-------- Passage shown --------

In an unassuming, 24-by-24-foot, detached two-car garage in Malden, good art is happening. Under the innovative eye of artist/curator/organizer/director Sand T, this unlikely location is the site of art exhibitions, music performances, poetry readings, and more, all presented in a spirit of grass-roots community involvement and creative synergy, right down to the venue’s pot-luck receptions, which infuse the wine-and-cheese atmosphere of art openings with the camaraderie of a neighborhood block party. Sand T and her husband, artist Wesley Kalloch, decided to transform their garage into an exhibition space in August 2000, after being evicted from South Boston’s Fort Point artists community, where Sand T had founded (in 1998) and run the alternative S.T Gallery.

This month, the charming gallery-in-a-garage hosts "Site Specific," which, guest-curated by artist Jonathan Santos, explores the notion of location in contemporary art. On view through August 28, with a pot-luck reception this Saturday, "Site Specific" brings together five artists, Hillary Baldwin, Lior Neiger, Maria Raponi, Daniel Rich, and Lauren Warner, who hail from, respectively, Brookline, Haifa (Israel), Canada, Ulm (Germany), and Dayton, and who all reside or have recently resided in Boston, connected by their association with the Museum School. The multi-nationality of the artists is no coincidence; Santos good-humoredly identifies himself as a "New Englander/Islander," having grown up in Maine and Manila. He describes his stepfather as a stereotypical Yankee ("He built his own boat") who met the artist’s Manila-born mother while they were both working in Iran in the 1970s. This goes part way toward explaining Santos’s own complex grasp of the idea of location in art. "A lot of my own work deals with understanding ‘place,’ and a lot of artists these days are working on this idea, trying to locate their place in the world. With this show, I wanted to go beyond my own experience, to be more universal. I know I’m not alone with this observation, there are a lot of artists interested in this."

-------- Source excerpt --------

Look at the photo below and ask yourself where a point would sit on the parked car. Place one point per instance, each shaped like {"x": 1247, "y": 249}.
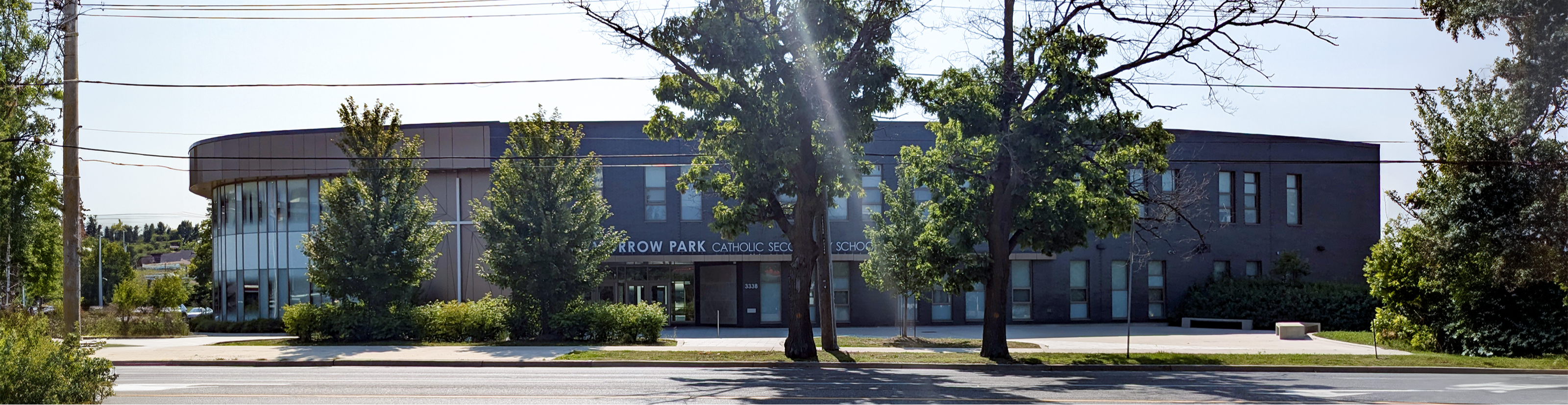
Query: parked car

--------

- _Written task_
Name the artists brought together in "Site Specific," according to the passage about the garage gallery. The material has no connection to the passage about the garage gallery.

- _Complete response_
Hillary Baldwin, Lior Neiger, Maria Raponi, Daniel Rich, Lauren Warner